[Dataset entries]
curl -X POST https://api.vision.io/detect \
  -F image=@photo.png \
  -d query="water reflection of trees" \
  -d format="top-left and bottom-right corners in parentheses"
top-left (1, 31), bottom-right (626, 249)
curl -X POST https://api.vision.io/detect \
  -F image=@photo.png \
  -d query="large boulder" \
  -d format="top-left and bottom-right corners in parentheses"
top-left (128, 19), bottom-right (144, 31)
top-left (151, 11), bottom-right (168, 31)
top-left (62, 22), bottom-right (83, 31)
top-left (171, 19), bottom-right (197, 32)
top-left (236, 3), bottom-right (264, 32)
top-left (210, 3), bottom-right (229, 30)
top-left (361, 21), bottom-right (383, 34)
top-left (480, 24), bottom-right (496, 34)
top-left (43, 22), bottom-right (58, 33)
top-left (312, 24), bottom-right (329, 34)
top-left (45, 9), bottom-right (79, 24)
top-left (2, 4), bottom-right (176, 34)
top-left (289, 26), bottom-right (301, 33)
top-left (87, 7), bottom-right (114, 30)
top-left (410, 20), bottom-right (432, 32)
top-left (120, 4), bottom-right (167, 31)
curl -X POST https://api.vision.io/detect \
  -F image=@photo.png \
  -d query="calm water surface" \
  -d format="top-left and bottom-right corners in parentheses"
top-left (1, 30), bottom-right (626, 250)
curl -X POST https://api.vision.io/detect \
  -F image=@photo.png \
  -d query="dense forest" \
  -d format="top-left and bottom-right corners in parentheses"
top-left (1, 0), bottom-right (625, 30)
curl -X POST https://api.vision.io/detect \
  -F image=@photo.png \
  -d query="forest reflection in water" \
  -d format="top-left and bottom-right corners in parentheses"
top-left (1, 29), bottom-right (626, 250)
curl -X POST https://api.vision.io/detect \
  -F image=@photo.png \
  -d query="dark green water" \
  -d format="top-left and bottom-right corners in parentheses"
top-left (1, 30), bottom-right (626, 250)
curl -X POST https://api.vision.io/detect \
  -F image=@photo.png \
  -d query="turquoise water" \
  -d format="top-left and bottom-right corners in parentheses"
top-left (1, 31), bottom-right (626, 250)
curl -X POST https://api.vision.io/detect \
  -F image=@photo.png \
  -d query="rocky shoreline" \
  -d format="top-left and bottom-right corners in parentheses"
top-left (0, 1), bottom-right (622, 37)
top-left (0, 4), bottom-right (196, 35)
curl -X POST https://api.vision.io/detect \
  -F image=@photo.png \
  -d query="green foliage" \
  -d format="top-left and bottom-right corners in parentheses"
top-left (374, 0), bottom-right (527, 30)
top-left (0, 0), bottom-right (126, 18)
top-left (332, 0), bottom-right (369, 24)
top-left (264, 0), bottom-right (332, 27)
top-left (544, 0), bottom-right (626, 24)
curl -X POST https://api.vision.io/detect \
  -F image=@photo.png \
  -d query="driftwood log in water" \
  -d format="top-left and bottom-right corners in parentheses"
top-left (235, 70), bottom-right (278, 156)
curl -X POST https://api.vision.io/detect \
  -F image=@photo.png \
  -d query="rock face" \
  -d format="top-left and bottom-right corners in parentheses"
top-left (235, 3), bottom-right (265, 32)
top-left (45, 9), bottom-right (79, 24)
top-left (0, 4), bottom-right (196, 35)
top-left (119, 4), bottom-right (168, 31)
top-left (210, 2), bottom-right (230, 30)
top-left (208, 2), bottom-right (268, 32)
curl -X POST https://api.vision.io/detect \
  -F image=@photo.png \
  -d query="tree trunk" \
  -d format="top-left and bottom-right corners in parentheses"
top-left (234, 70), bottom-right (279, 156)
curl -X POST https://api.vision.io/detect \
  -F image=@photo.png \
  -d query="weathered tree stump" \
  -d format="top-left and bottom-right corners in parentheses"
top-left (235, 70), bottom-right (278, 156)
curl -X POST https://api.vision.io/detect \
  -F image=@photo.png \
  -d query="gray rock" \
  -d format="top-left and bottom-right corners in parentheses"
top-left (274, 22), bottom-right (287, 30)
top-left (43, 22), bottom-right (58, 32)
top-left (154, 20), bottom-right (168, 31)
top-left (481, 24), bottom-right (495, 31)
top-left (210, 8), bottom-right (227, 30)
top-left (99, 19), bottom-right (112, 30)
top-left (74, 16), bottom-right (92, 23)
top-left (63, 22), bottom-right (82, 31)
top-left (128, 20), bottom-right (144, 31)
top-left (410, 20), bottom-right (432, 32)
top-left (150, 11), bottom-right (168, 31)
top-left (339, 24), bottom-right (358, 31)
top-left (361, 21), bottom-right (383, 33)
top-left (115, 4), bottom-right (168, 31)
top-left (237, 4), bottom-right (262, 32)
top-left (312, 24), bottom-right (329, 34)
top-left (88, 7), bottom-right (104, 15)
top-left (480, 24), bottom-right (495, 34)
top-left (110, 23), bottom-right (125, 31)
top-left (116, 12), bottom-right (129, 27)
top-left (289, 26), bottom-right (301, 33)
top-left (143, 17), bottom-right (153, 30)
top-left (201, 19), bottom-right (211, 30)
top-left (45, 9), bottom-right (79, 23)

● **Exercise**: Each line of the data is to be restated exactly.

● **Result of the task**:
curl -X POST https://api.vision.io/detect \
  -F image=@photo.png \
  -d query="water reflection of trees" \
  -d format="top-left and bottom-right corners in parentheses"
top-left (1, 31), bottom-right (626, 249)
curl -X POST https://api.vision.io/detect \
  -F image=@photo.png \
  -d query="large boulder" \
  -d format="top-left and bottom-right corners in parentheses"
top-left (128, 19), bottom-right (144, 31)
top-left (151, 11), bottom-right (168, 31)
top-left (62, 22), bottom-right (83, 31)
top-left (171, 19), bottom-right (197, 32)
top-left (236, 3), bottom-right (264, 32)
top-left (210, 3), bottom-right (229, 30)
top-left (361, 21), bottom-right (383, 34)
top-left (480, 24), bottom-right (496, 34)
top-left (43, 22), bottom-right (58, 33)
top-left (312, 24), bottom-right (329, 34)
top-left (45, 9), bottom-right (79, 24)
top-left (2, 4), bottom-right (176, 34)
top-left (289, 26), bottom-right (301, 33)
top-left (87, 7), bottom-right (114, 30)
top-left (410, 20), bottom-right (432, 32)
top-left (120, 4), bottom-right (167, 31)
curl -X POST https://api.vision.io/detect \
  -F image=@photo.png \
  -d query="calm water surface" \
  -d format="top-left and bottom-right corners in parentheses"
top-left (1, 30), bottom-right (626, 250)
curl -X POST https://api.vision.io/detect \
  -F image=@photo.png \
  -d query="dense forest" \
  -d format="top-left and bottom-right corners in parentheses"
top-left (1, 0), bottom-right (625, 30)
curl -X POST https://api.vision.io/detect \
  -F image=@photo.png \
  -d query="forest reflection in water" \
  -d format="top-left and bottom-right corners in parentheses"
top-left (1, 29), bottom-right (626, 250)
curl -X POST https://api.vision.io/detect \
  -F image=@photo.png \
  -d query="dark green water" \
  -d format="top-left and bottom-right corners in parentheses"
top-left (1, 30), bottom-right (626, 250)
curl -X POST https://api.vision.io/detect \
  -F image=@photo.png \
  -d query="turquoise water" \
  -d format="top-left and bottom-right corners in parentheses"
top-left (1, 31), bottom-right (626, 250)
curl -X POST https://api.vision.io/detect \
  -F image=@photo.png \
  -d query="rocky shoreline" \
  -d format="top-left and bottom-right corners in parentheses"
top-left (0, 1), bottom-right (622, 37)
top-left (0, 4), bottom-right (196, 35)
curl -X POST https://api.vision.io/detect \
  -F image=@photo.png \
  -d query="green foliage" \
  -d format="top-left and bottom-right corners in parentheses"
top-left (374, 0), bottom-right (527, 30)
top-left (0, 0), bottom-right (126, 18)
top-left (332, 0), bottom-right (369, 24)
top-left (264, 0), bottom-right (332, 27)
top-left (544, 0), bottom-right (626, 24)
curl -X POST https://api.vision.io/detect \
  -F image=@photo.png \
  -d query="driftwood log in water" \
  -d format="top-left and bottom-right corners in parentheses"
top-left (235, 70), bottom-right (278, 156)
curl -X POST https://api.vision.io/detect \
  -F image=@photo.png \
  -d query="rock face" \
  -d format="top-left and bottom-right corners in parentheses"
top-left (235, 3), bottom-right (265, 32)
top-left (45, 9), bottom-right (79, 24)
top-left (0, 4), bottom-right (196, 35)
top-left (119, 4), bottom-right (168, 31)
top-left (210, 2), bottom-right (230, 30)
top-left (208, 2), bottom-right (268, 32)
curl -X POST https://api.vision.io/detect \
  -F image=@photo.png \
  -d query="tree trunk" \
  -d format="top-left and bottom-right corners in parentheses"
top-left (234, 70), bottom-right (279, 156)
curl -X POST https://api.vision.io/detect \
  -F image=@photo.png \
  -d query="weathered tree stump" \
  -d format="top-left and bottom-right corners in parentheses"
top-left (235, 70), bottom-right (278, 156)
curl -X POST https://api.vision.io/detect \
  -F image=@photo.png \
  -d query="gray rock" \
  -d format="top-left and bottom-right corners in parentheses"
top-left (274, 22), bottom-right (287, 30)
top-left (43, 22), bottom-right (58, 32)
top-left (154, 20), bottom-right (168, 31)
top-left (481, 24), bottom-right (495, 31)
top-left (210, 8), bottom-right (227, 30)
top-left (99, 19), bottom-right (112, 30)
top-left (74, 16), bottom-right (92, 23)
top-left (63, 22), bottom-right (82, 31)
top-left (128, 20), bottom-right (144, 31)
top-left (410, 20), bottom-right (432, 32)
top-left (150, 11), bottom-right (168, 31)
top-left (339, 24), bottom-right (358, 31)
top-left (361, 21), bottom-right (383, 33)
top-left (115, 4), bottom-right (168, 31)
top-left (237, 4), bottom-right (262, 32)
top-left (312, 24), bottom-right (329, 34)
top-left (88, 7), bottom-right (104, 15)
top-left (480, 24), bottom-right (495, 34)
top-left (110, 23), bottom-right (125, 31)
top-left (116, 12), bottom-right (129, 27)
top-left (289, 26), bottom-right (301, 33)
top-left (143, 17), bottom-right (153, 30)
top-left (201, 19), bottom-right (211, 30)
top-left (45, 9), bottom-right (79, 23)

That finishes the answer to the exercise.